Work instructions:
Please copy exactly the lines from the top of the data through the line containing "rough mask: <svg", and nothing else.

The data section start

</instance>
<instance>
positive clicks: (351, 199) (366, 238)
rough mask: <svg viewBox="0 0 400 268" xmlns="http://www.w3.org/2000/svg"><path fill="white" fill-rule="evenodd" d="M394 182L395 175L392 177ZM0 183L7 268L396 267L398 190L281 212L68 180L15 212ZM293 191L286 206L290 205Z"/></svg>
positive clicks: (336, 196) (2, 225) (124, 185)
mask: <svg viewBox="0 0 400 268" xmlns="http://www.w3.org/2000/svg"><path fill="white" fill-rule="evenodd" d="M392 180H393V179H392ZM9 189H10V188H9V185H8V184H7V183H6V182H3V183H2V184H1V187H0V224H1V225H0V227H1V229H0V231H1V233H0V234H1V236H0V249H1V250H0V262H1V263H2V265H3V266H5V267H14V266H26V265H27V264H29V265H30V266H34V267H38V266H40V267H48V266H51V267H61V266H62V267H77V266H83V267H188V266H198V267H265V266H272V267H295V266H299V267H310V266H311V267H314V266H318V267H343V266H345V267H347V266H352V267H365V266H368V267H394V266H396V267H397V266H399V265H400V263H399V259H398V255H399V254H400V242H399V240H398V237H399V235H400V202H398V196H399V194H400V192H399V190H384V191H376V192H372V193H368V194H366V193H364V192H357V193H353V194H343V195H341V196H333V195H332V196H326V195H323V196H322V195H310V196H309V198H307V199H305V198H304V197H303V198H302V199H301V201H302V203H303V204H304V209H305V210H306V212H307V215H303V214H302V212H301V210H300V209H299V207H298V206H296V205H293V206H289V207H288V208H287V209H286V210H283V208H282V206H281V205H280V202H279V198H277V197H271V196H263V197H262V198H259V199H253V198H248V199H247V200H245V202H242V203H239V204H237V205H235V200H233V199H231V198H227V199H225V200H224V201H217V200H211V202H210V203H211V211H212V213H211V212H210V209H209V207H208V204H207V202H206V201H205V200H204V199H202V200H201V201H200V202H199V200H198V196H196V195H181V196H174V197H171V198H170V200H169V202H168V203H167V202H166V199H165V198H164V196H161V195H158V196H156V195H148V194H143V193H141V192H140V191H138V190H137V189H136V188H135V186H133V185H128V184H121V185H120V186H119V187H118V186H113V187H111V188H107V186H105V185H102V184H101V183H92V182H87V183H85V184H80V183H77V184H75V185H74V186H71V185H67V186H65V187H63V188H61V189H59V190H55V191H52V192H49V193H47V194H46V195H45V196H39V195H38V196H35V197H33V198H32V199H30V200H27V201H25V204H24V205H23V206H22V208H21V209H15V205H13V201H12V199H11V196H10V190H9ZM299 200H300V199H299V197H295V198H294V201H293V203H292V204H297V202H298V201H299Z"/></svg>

The data section end

Answer:
</instance>
<instance>
positive clicks: (351, 199) (366, 238)
rough mask: <svg viewBox="0 0 400 268" xmlns="http://www.w3.org/2000/svg"><path fill="white" fill-rule="evenodd" d="M394 182L395 175L392 177ZM0 183L7 268L396 267L398 190L281 212L68 180L15 212ZM293 191L286 206L290 205Z"/></svg>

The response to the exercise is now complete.